===== GIVEN TEXT =====
I can run a good game with a core rulebook and Wikipedia. Seriously, that is all I need. Some products are worth adding on though. I will never, however, be a completist or a collector again. Lack of time, spending cash, and space along with seven moves in eleven years has cured me of that mindset. As a GM, you can have too many game books. I feel that every GM will realize when that point is reached. I certainly did. I still think I have too many and so I have established a rule for myself to follow. If I buy a new game and it doesn’t get played within three to five years, it is going to be sold. If an old game line isn’t played again within five to seven years, I’ll think about parting with it.
One final note in my book here: While I would like to switch to more PDFs, I have a hard time reading text on a computer screen for a lengthy amount of time. My vision isn’t what it used to be. So I still prefer to use a dead tree book over PDF. That might change if I had a more useful form of reader for books and not a computer screen. I’ll stick with books, just less of them and certainly not entire lines of dust collectors sitting on shelves waiting to throw out a back on the next move. 😀
Because I didn’t answer the questions…
1. I have fewer gaming books. Even though we just moved into a much larger house, I’ve downsized my gaming library.
===== DATASET SECTION =====
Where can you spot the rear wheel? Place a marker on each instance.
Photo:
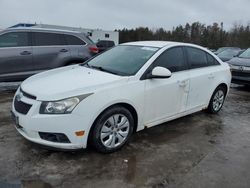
=====
Quote the passage about owning game books from "One final note" up to and including "my gaming library.".

FINISHED EXERCISE -
One final note in my book here: While I would like to switch to more PDFs, I have a hard time reading text on a computer screen for a lengthy amount of time. My vision isn’t what it used to be. So I still prefer to use a dead tree book over PDF. That might change if I had a more useful form of reader for books and not a computer screen. I’ll stick with books, just less of them and certainly not entire lines of dust collectors sitting on shelves waiting to throw out a back on the next move. 😀
Because I didn’t answer the questions…
1. I have fewer gaming books. Even though we just moved into a much larger house, I’ve downsized my gaming library.